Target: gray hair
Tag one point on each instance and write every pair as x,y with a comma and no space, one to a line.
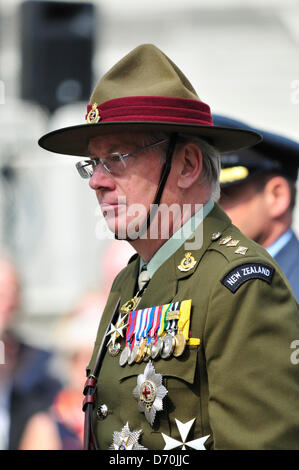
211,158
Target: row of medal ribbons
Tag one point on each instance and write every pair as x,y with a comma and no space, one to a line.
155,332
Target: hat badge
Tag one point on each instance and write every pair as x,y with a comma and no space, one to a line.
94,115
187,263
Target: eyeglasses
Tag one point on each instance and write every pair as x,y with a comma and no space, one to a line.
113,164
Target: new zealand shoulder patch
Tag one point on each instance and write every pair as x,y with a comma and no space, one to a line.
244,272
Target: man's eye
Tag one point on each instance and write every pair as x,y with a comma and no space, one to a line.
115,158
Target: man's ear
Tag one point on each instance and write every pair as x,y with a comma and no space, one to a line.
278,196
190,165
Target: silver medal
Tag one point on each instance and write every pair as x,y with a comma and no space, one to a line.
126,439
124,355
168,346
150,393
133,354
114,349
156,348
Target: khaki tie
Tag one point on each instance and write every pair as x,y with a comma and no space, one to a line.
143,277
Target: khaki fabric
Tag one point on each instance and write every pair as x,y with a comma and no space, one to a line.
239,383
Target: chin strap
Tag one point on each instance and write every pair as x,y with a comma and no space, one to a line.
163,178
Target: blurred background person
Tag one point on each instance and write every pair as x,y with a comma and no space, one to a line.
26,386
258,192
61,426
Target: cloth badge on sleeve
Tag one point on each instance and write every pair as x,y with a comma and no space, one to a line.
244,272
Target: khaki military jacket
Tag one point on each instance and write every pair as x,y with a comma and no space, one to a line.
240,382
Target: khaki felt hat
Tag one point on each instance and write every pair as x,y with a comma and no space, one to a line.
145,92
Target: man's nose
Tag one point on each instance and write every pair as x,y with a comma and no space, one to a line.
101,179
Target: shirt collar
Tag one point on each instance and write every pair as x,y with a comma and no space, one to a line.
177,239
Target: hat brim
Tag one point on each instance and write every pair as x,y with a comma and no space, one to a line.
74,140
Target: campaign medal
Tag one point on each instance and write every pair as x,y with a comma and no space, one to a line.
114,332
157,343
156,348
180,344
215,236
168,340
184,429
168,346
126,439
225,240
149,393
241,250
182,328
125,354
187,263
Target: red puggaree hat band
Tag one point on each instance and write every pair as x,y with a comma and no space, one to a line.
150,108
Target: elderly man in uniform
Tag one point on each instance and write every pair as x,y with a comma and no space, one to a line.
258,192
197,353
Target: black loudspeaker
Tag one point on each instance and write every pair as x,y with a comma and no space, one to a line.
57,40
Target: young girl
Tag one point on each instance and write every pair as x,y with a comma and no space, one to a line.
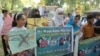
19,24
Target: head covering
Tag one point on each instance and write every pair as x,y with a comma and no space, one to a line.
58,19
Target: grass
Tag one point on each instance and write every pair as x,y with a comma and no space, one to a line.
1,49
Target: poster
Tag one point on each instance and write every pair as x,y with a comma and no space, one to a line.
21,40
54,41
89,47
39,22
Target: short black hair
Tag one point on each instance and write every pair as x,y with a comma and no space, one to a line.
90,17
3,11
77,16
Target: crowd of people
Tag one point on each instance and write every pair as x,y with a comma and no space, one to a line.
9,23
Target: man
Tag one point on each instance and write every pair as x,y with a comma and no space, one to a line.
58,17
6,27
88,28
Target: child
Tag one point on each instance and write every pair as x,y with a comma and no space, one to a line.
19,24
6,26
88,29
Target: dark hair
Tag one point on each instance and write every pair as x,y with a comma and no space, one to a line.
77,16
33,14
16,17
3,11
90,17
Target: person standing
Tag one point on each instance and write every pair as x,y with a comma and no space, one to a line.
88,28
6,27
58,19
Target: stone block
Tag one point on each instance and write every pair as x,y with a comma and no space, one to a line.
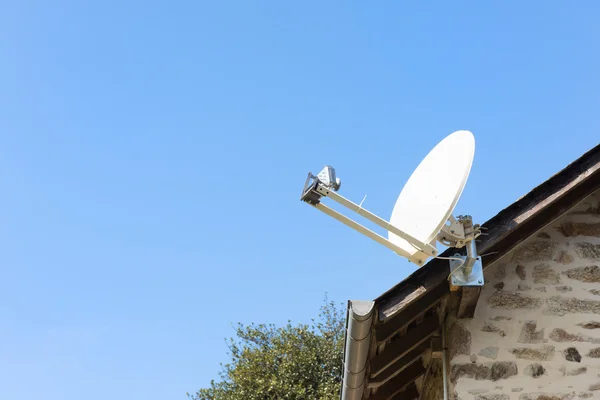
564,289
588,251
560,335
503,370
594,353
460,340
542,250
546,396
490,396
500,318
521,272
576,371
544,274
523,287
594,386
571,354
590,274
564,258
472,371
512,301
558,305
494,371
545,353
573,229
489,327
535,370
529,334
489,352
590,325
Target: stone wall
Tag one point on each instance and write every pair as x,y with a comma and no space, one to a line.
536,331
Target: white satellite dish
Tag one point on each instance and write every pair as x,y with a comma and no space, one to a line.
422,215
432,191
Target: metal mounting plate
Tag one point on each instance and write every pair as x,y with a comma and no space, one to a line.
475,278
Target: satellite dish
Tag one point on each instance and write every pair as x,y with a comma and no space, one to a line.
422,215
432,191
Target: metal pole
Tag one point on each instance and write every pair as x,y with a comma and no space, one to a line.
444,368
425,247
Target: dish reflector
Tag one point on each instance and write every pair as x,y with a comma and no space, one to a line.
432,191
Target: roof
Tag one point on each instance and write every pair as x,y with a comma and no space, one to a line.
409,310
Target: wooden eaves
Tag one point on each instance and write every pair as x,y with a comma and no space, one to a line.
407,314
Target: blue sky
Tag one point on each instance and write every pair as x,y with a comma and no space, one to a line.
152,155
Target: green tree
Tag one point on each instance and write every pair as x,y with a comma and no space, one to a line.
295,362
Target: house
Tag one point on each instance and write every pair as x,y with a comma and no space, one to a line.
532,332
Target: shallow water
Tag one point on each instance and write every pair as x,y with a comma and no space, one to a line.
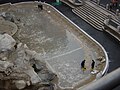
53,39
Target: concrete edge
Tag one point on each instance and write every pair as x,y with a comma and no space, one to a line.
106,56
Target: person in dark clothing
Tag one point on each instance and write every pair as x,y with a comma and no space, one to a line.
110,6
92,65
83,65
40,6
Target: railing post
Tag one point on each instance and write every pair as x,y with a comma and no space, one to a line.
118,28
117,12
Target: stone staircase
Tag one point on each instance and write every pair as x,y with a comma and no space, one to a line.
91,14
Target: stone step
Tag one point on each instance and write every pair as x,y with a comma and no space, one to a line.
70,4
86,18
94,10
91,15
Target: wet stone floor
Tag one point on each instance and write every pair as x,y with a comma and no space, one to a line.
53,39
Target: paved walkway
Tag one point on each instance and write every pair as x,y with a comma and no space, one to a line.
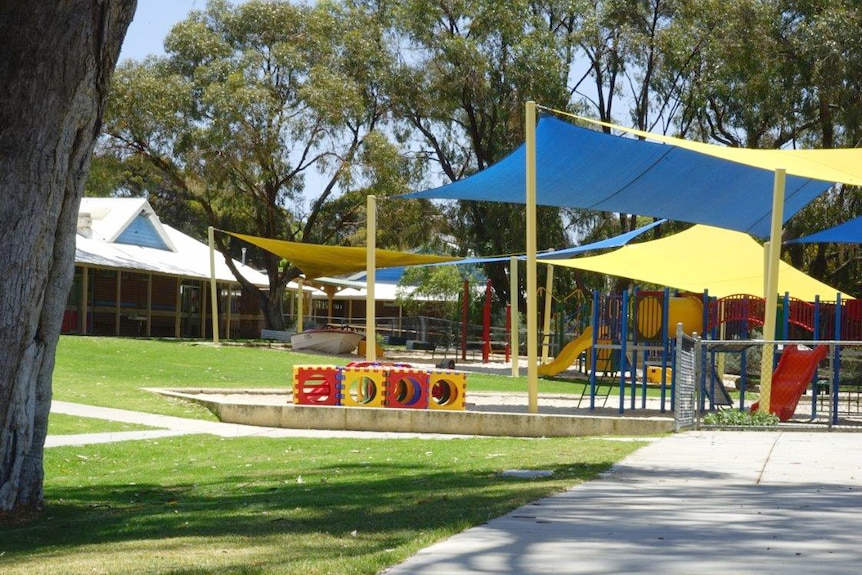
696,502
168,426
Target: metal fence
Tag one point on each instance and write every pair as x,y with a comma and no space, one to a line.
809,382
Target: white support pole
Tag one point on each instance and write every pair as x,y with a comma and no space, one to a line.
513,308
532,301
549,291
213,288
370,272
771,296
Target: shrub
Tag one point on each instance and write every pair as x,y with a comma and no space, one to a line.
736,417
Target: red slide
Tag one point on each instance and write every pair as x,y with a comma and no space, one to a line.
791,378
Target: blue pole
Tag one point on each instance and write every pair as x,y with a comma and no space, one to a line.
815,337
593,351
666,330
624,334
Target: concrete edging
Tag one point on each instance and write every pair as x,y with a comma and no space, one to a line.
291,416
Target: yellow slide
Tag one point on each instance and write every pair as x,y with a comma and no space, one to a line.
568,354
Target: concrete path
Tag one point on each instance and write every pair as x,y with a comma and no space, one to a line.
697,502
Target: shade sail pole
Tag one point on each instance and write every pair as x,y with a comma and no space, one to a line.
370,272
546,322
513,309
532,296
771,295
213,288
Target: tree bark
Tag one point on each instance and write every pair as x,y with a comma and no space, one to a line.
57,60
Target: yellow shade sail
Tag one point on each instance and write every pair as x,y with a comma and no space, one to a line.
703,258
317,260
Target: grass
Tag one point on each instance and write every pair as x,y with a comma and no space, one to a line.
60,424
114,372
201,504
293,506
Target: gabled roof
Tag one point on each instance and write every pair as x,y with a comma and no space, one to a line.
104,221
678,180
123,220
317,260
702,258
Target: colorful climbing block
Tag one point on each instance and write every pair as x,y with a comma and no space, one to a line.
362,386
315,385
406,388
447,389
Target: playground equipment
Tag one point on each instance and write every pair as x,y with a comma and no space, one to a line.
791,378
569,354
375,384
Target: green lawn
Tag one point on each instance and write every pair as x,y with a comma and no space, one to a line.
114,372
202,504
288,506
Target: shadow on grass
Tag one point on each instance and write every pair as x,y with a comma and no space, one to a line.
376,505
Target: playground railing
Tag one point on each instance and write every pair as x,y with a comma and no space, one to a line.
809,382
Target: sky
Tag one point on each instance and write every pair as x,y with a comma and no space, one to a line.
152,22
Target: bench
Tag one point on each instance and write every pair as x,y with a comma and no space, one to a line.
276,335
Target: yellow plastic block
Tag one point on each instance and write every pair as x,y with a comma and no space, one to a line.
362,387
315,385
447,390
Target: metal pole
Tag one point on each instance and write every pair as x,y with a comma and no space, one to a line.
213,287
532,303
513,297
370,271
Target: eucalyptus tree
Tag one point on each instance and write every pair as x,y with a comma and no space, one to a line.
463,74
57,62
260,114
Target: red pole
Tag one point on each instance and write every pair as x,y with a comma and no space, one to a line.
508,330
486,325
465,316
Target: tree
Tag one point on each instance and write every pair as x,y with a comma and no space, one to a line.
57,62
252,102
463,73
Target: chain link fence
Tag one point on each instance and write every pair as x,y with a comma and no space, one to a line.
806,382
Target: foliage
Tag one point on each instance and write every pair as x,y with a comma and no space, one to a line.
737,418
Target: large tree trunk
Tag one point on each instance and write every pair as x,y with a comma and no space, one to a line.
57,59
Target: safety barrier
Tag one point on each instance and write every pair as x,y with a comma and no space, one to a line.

--

Copy out again, word for word, the lines above that run from the line containing "Target: large tree trunk" through the last line of the rows, with both ends included.

Target: large tree trunk
Tag one point on each instance and write every pair as x,y with a comma and no space, one to a line.
57,59
Target: safety barrier
Tag one point on each instance and write every pair as x,y with a comma and no space, one to a line.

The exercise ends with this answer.